GOAL 1
In the forum thread about becoming an EMT after a 5150 hold, which permit does socalmedic say is being discussed?

SELECTED EXCERPT

Hey can you become a EMT if you have ever had a 5150 hold put on you in the past? I need to know this information I have signed up for classes and want to know if it's a waste of my time????



Thanks everyone,


----------



## Sandog (Sep 28, 2010)

Cézanne said:


> Hey can you become a EMT if you have ever had a 5150 hold put on you in the past? I need to know this information I have signed up for classes and want to know if it's a waste of my time????
> 
> 
> 
> Thanks everyone,



Have a look at this link. Were you put on hold following an arrest?

http://www.avvo.com/legal-answers/will-a-5150-hold-show-up-on-a-background-check---i-46594.html


----------



## socalmedic (Sep 28, 2010)

please use this search feature, or just scroll down the fourm it was on page one this morning. this topic has been beat to death just this month. and yes he is talking about the LA city DOT permit.


----------



## Minerva (Sep 28, 2010)

Apologies, I was relying on the threads that were displayed when I began making the thread.
I already have my ambulance driver's cert, but LA requires a seperate one. I wasn't even able to find out what it was called, so thanks to those who pointed out it was LA DOT (That was easy)


----------



## looker (Sep 28, 2010)

socalmedic said:


> please use this search feature, or just scroll down the fourm it was on page one this morning. this topic has been beat to death just this month. and yes he is talking about the LA city DOT permit.



Being that this question seem to be asked almost every week or so, maybe it's time mods make FAQ set it to be sticky.


----------



## TransportJockey (Sep 28, 2010)

looker said:


> Being that this question seem to be asked almost every week or so, maybe it's time mods make FAQ set it to be sticky.



I suggested a while back that we just give the CA peoples their own forum. At least it wouldn't clutter up the regular forum with more stickies or CA ambulance driver stuff


----------

GOAL 2
Pull out every line of the records that contains the string "black".

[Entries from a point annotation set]
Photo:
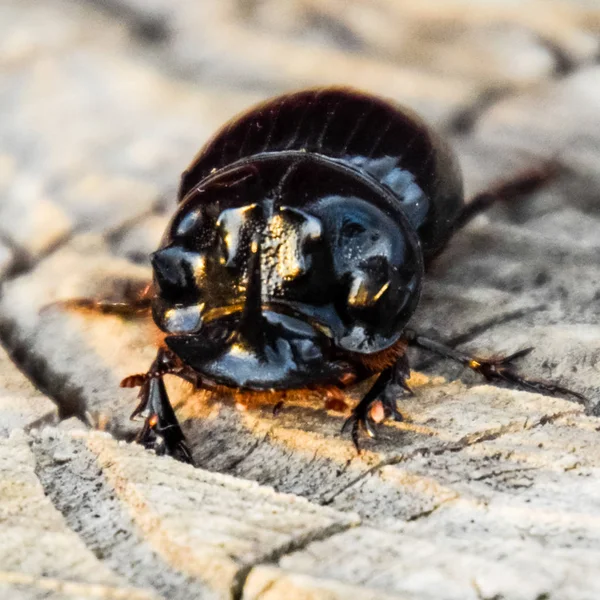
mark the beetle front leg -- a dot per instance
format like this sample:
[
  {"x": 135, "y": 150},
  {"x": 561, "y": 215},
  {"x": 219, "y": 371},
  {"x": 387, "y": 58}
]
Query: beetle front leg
[
  {"x": 382, "y": 392},
  {"x": 496, "y": 369},
  {"x": 161, "y": 429}
]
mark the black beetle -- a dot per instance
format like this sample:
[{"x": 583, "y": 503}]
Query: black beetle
[{"x": 297, "y": 252}]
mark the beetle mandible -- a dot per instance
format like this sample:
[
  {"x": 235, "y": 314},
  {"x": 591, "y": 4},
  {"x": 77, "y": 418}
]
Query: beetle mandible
[{"x": 297, "y": 253}]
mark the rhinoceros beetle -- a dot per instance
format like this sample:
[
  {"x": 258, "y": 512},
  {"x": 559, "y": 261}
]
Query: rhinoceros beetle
[{"x": 297, "y": 253}]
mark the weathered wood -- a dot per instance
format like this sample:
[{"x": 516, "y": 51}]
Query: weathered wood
[{"x": 481, "y": 493}]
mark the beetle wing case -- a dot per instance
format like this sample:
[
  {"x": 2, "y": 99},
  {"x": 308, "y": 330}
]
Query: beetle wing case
[{"x": 383, "y": 141}]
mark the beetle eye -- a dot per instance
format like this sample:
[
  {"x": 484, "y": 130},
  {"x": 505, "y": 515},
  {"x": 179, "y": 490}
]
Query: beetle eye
[
  {"x": 190, "y": 221},
  {"x": 352, "y": 229},
  {"x": 174, "y": 273}
]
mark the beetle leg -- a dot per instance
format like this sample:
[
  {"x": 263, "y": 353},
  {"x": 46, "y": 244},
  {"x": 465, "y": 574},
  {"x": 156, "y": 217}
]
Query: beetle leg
[
  {"x": 522, "y": 185},
  {"x": 381, "y": 392},
  {"x": 497, "y": 369},
  {"x": 161, "y": 429}
]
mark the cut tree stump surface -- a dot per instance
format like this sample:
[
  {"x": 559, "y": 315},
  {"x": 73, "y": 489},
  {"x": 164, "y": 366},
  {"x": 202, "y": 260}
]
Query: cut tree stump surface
[{"x": 481, "y": 493}]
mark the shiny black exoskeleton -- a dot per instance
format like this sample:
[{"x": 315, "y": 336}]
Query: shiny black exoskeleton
[{"x": 297, "y": 254}]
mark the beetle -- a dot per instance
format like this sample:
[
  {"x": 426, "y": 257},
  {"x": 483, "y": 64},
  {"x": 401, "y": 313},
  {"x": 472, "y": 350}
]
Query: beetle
[{"x": 297, "y": 253}]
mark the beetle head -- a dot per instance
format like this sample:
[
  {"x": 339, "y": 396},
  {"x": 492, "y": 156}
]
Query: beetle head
[{"x": 265, "y": 287}]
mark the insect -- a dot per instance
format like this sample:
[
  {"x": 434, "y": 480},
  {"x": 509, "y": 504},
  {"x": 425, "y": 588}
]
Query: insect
[{"x": 297, "y": 253}]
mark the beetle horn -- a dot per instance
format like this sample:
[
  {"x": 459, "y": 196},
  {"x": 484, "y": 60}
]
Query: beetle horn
[{"x": 251, "y": 327}]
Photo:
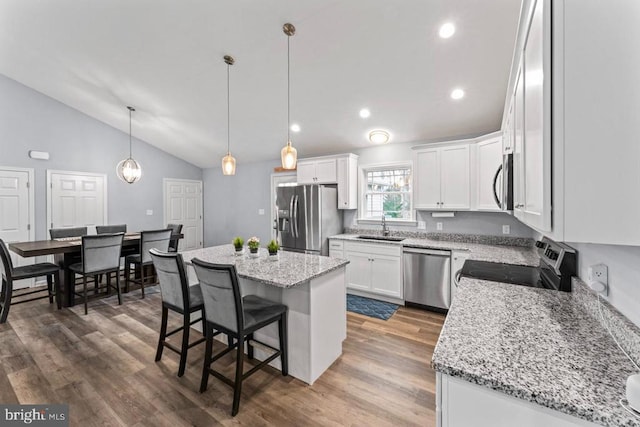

FULL OUTPUT 1
The LA city DOT permit.

FULL OUTPUT 2
mark the black beetle -- a dot per instance
Query: black beetle
mark the shiny black exoskeleton -- a dot per instance
Query: shiny black exoskeleton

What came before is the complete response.